Trecho citado.
──────

PÚBLICO –Quais os maiores perigos associados à crise internacional?
Durval de Noronha Goyos – Hoje temos o risco de insolvência dos Estados. E se a crise evoluir pelo lado da insolvência dos Estados e desvalorização das moedas nacionais, vamos atingir um patamar negativo jamais antes alcançado.

Poderemos ter uma crise pior do que a de 1929 e anos 1930?
Muito pior. Devido à alvancagem financeira e à gestão que está a ser feita da crise. O que é que está a ocorrer? A primeira reacção dos Estados foi isolada. Não houve coordenação internacional, não se recorreu aos organismos internacionais, nem se respeitou o que está acordado nos organismos internacionais. Nenhuma política foi tomada pelos EUA, ou pela UE, ou pela China, ou pelo Brasil, em conjunto com o Banco Mundial, de acordo com as normas do FMI, com as normas da OMC e do GATT.
Foram tomadas medidas isoladas, de carácter nacionalista, e frequentemente em violação dessas normas. Isso acabou com o neoliberalismo e acabou com o multilateralismo. Porque as normas dessas instituições financeiras são hoje incompatíveis com as acções que têm sido tomadas pelos Governos.

Não está a ser demasiado radical?
Tanto é que o Banco Mundial produziu um estudo de acordo com o qual 17 países do G20 lançaram mão de políticas unilaterais de apoio estatal à produção, em violação das normas da OMC e do GATT (do regime multilateral do comércio).
De cada vez que um Estado dá dinheiro para garantir o buraco de um banco faz um investimento directo numa empresa, compra acções, dá subsídios, benefícios fiscais, ou, como no caso da China, dá incentivos directos à indústria têxtil, está a violar normas do regime multilateral do comércio. Isso colocou esse regime em xeque e não se sabe como ele irá evoluir a partir deste momento.
Persiste o risco dos Estados. Como será a economia americana em 2010? Como o Governo vai financiar o défice orçamental? Vai emitir títulos? Vai vender esses títulos a quem?

Recentemente o banco central dos EUA decidiu comprar títulos do Tesouro dos EUA a longo prazo (300 mil milhões de dólares) e expandir a compra de activos imobiliários (mais 750 mil milhões)…
Esse é o problema. Digamos que os EUA têm uma necessidade de financiamento de 30 por cento do PIB este ano. Que seriam 3,9 milhões de milhões, ou, arredondando, quatro milhões de milhões. Quem é que vai comprar títulos americanos nesse valor? A China, que tem grandes reservas?

──────

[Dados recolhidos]
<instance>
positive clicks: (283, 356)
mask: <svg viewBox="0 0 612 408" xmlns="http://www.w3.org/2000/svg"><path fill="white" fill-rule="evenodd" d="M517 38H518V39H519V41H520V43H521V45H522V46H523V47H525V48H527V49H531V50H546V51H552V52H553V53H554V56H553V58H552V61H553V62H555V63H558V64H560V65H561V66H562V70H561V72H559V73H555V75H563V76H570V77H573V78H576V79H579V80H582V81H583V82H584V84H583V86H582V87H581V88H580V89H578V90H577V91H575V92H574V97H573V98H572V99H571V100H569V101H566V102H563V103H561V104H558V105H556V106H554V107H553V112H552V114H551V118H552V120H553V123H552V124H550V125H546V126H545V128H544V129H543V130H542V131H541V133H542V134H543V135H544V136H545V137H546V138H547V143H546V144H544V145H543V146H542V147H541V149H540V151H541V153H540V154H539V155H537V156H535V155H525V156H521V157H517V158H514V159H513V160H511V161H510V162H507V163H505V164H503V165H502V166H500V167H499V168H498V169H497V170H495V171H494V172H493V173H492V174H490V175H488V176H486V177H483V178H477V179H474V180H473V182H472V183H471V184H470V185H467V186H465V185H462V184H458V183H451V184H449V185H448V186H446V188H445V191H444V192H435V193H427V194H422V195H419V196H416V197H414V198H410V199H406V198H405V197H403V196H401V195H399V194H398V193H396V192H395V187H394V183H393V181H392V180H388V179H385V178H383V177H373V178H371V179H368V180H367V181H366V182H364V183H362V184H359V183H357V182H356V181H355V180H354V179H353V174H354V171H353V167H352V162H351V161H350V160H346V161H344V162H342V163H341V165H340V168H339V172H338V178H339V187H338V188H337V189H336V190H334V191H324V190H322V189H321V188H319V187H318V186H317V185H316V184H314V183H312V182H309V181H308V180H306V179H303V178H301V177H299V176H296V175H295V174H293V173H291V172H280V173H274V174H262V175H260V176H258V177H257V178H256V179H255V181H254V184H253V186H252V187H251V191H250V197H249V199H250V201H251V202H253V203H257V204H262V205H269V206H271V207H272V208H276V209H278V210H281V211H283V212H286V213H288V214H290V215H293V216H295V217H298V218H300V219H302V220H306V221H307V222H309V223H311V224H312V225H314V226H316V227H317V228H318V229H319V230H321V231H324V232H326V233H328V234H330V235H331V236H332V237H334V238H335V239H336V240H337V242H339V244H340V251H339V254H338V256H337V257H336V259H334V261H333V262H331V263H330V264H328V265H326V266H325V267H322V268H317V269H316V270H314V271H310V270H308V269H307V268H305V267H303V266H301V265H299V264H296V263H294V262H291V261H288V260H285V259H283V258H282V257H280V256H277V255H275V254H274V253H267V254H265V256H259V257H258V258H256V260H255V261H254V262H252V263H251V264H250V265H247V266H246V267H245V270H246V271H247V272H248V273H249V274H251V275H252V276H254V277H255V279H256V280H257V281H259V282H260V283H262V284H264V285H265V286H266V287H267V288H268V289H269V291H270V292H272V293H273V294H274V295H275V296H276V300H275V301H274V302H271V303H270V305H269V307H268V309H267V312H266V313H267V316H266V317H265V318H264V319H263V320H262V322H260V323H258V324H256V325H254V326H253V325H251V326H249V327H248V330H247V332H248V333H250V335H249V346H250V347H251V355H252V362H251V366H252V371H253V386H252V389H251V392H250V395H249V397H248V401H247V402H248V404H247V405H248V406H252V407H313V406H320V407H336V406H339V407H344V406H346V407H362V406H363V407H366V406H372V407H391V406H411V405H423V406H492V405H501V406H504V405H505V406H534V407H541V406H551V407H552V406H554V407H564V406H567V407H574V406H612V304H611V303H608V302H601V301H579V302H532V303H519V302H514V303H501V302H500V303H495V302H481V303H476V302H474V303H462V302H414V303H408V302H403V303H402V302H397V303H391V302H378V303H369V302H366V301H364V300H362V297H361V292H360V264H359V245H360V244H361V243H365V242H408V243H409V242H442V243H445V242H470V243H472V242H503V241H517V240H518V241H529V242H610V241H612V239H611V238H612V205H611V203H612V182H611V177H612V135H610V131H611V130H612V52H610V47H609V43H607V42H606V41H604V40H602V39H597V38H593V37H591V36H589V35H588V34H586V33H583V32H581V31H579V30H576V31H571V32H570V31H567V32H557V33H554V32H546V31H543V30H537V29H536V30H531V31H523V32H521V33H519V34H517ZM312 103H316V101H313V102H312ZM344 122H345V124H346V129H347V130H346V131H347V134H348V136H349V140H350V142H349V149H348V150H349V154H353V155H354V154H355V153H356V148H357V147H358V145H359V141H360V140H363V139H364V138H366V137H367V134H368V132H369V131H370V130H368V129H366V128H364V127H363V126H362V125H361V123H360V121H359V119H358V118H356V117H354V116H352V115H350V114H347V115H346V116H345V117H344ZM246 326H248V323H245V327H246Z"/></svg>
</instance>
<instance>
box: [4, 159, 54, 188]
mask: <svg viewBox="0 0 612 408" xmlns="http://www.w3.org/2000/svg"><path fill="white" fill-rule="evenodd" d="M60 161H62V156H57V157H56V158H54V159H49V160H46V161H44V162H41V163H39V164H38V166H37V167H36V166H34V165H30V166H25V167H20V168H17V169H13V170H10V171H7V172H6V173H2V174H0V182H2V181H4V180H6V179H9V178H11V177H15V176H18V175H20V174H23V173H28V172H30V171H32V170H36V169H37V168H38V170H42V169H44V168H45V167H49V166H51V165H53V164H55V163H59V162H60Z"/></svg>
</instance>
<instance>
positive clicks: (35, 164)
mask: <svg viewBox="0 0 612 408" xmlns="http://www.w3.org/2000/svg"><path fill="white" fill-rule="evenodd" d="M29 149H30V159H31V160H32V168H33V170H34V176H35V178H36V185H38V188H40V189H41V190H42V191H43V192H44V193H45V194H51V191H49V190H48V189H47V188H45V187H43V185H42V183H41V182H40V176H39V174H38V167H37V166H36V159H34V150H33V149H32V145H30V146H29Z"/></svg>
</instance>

──────

Lista de tarefas.
(1) Filtre as entradas e copie só as linhas que contêm a cadeia "clicks", tendo em conta a diferença entre maiúsculas e minúsculas.
(2) Prossiga a entrevista sobre a crise internacional a partir do ponto onde ela termina.

Problemas resolvidos.
(1)
positive clicks: (283, 356)
positive clicks: (35, 164)

(2)
E como iriam os EUA gerar capacidade de pagar?
Mas nem a China tem essa quantia, e está a tentar diversificar aquilo que tem. Estão a vender os títulos do Tesouro [dos EUA] e a comprar outros valores internacionais. Investem em mercadorias, agrícolas e outras, e outros países estão a fazer o mesmo. É improvável que os EUA consigam colocar um valor tão alto de títulos do Tesouro nos mercados internacionais. Por isso, vão ter que emitir moeda. Mas, com uma quantia tão elevada, vamos ter uma depreciação da moeda americana e uma pressão inflacionista muito grande.
Com a depreciação da moeda, há dificuldades de financiamento do défice na moeda nacional. Porque a grande vantagem dos americanos, durante todo este período, tem sido deverem sempre na própria moeda, porque existiam tomadores para essa moeda. E dever na própria moeda é um privilégio… Quando não se consegue recorrer aos mercados financeiros ou monetários na própria moeda, tem de se recorrer na moeda dos outros, assumindo-se um risco cambial. De cada vez que a moeda própria se deprecia, mais se deve. E isso é outro factor a colocar pressão na espiral orçamental e económica negativa nacional [dos americanos].

Porque é que dá tanta importância à alavancagem financeira?
O PIB mundial são 50 milhões de milhões de dólares. O valor dos derivados está entre 600 milhões de milhões e 700 milhões de milhões. O PIB americano é de 13 milhões de milhões. Então, a vasta maioria desses valores não tem correspondência real. São valores inflacionados. Estourando a bolha, teremos uma queda de 600 milhões de milhões para 50 milhões de milhões, ou seja, uma perda de 550 milhões de milhões, que é uma perda brutal. E esses recursos, os derivados, criaram uma prosperidade artificial.

Mas a desvalorização foi porque a bolha rebentou. Agora o valor contabilizado será de 50 milhões de milhões, como o PIB mundial?
Quando bater no fundo… Ainda não chegámos a esse ponto, porque há diversas intervenções de Estado e não tivemos essa queda. Mas corremos riscos institucionais enormes. Por exemplo, nos EUA. Temos gestões orçamentais de apoio à economia, que estão a comprometer a política orçamental americana. Qual é o valor do PIB americano já comprometido em investimento do Estado? Cinquenta por cento? Sessenta por cento? Até que ponto uma moeda, por mais prestigiada que seja, por poucas alternativas que tenha como moeda de reserva, consegue sustentar-se com um problema orçamental tão grave?
Primeiro, há uma queda dos valores mobiliários, depois uma possível insolvência da política orçamental dos Estados que estão a pagar os subsídios. Podem perder acesso aos mercados voluntários de crédito e ver a sua moeda degradada.

Risco de insolvência “muito alto”

O risco de insolvência dos EUA é alto?
É muito alto. A principal questão estratégica da crise é como manter o equilíbrio monetário. Como sustentar a moeda. Acho mais importante sustentar a credibilidade da moeda do que ter estas gestões de apoio ao sistema financeiro, para, digamos assim, assegurar a capilaridade do sistema.

O euro não pode assumir facilmente o papel do dólar?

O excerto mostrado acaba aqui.